** START OF DOCUMENT EXTRACT **
Getting started with machine learning in Python

Machine learning is a field that uses algorithms to learn from data and make predictions. Practically, this means that we can feed data into an algorithm, and use it to make predictions about what might happen in the future. This has a vast range of applications, from self-driving cars to stock price prediction. Not only is machine learning interesting, it’s also starting to be widely used, making it an extremely practical skill to learn.

In this tutorial, we’ll guide you through the basic principles of machine learning, and how to get started with machine learning in Python. Luckily for us, Python has an amazing ecosystem of libraries that make machine learning easy to get started with. We’ll be using the excellent Scikit-learnPandas, and Matplotlib libraries in this tutorial.

If you want to dive more deeply into machine learning, and apply algorithms in your browser, check out our courses here.
** END OF DOCUMENT EXTRACT **
** START OF RECORD SET **
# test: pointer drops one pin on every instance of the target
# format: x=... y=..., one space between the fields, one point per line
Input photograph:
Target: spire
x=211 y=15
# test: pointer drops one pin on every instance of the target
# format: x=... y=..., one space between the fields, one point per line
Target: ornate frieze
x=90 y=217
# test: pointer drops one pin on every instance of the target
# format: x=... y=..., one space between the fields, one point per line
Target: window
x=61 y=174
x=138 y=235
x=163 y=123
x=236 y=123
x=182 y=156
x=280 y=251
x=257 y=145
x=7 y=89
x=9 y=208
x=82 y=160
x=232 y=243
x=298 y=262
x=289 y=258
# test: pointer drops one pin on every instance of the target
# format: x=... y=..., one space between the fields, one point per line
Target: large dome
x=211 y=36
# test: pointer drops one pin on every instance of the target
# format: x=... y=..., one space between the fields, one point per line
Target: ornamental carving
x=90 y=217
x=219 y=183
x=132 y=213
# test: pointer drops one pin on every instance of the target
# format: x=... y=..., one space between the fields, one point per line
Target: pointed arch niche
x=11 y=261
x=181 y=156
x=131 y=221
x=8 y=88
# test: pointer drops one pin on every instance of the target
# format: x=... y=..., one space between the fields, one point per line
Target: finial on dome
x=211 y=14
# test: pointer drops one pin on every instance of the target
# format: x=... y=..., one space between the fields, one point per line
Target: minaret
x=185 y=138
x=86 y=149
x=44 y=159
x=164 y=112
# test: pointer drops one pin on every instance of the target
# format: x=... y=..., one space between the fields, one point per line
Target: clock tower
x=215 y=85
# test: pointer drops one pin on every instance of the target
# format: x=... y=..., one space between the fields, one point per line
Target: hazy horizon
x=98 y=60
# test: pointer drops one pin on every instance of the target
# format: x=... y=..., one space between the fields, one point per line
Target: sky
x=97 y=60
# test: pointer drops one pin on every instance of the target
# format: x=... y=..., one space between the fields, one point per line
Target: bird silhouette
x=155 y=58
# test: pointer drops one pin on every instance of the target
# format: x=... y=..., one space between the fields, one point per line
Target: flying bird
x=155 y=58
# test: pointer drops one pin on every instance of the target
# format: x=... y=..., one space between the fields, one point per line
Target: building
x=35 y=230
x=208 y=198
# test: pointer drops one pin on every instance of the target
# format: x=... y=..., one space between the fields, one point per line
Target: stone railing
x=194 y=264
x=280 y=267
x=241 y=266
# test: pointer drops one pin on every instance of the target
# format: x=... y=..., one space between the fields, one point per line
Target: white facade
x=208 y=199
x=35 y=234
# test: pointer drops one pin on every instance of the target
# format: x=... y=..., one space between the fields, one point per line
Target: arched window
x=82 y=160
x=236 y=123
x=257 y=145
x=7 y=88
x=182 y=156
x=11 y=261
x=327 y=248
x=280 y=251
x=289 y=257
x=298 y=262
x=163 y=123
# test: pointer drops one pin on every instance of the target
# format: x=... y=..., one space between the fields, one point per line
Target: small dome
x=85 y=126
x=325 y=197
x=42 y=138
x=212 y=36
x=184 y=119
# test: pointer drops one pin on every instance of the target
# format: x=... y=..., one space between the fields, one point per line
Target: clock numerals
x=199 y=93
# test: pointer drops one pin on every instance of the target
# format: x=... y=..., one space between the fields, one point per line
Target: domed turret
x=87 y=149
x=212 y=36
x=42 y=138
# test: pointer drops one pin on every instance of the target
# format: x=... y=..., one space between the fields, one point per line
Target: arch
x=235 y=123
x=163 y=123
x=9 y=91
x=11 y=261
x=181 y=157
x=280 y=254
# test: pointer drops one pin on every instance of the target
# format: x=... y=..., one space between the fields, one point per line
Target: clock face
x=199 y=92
** END OF RECORD SET **
STATED EXERCISE 1:
For the machine learning tutorial introduction above, tell whether each statement agrees with it. Answer yes or no, and quote the words that decide it.
(a) Self-driving cars are given as an application of machine learning.
(b) Python offers few libraries for machine learning.
(c) Machine learning is starting to be widely used.
STATED EXERCISE 2:
Answer these questions from the machine learning tutorial introduction above:
(a) What does machine learning use algorithms to do?
(b) What will the tutorial guide the reader through?
(c) What does the text suggest to readers who want to apply algorithms in their browser?
STATED EXERCISE 3:
Resume the machine learning tutorial introduction after its last sentence.

TASK OUTPUT 1:
(a) Yes: "from self-driving cars to stock price prediction"
(b) No: "Python has an amazing ecosystem of libraries that make machine learning easy to get started with"
(c) Yes: "it’s also starting to be widely used"

TASK OUTPUT 2:
(a) Learn from data and make predictions.
(b) The basic principles of machine learning, and how to get started with machine learning in Python.
(c) Checking out the site's courses.

TASK OUTPUT 3:
The dataset

Before we dive into machine learning, we’re going to explore a dataset, and figure out what might be interesting to predict. The dataset is from BoardGameGeek, and contains data on 80000 board games. Here’s a single boardgame on the site. This information was kindly scraped into csv format by Sean Beck, and can be downloaded here.

The dataset contains several data points about each board game. Here’s a list of the interesting ones:

  • name – name of the board game.
  • playingtime – the playing time (given by the manufacturer).
  • minplaytime – the minimum playing time (given by the manufacturer).
  • maxplaytime – the maximum playing time (given by the manufacturer).
  • minage – the minimum recommended age to play.
  • users_rated – the number of users who rated the game.
  • average_rating – the average rating given to the game by users. (0-10)
  • total_weights – Number of weights given by users. Weight is a subjective measure that is made up by BoardGameGeek. It’s how “deep” or involved a game is. Here’s a full explanation.
  • average_weight – the average of all the subjective weights (0-5).

Introduction to Pandas

The first step in our exploration is to read in the data and print some quick summary statistics. In order to do this, we’ll us the Pandas library. Pandas provides data structures and data analysis tools that make manipulating data in Python much quicker and more effective. The most common data structure is called adataframe. A dataframe is an extension of a matrix, so we’ll talk about what a matrix is before coming back to dataframes.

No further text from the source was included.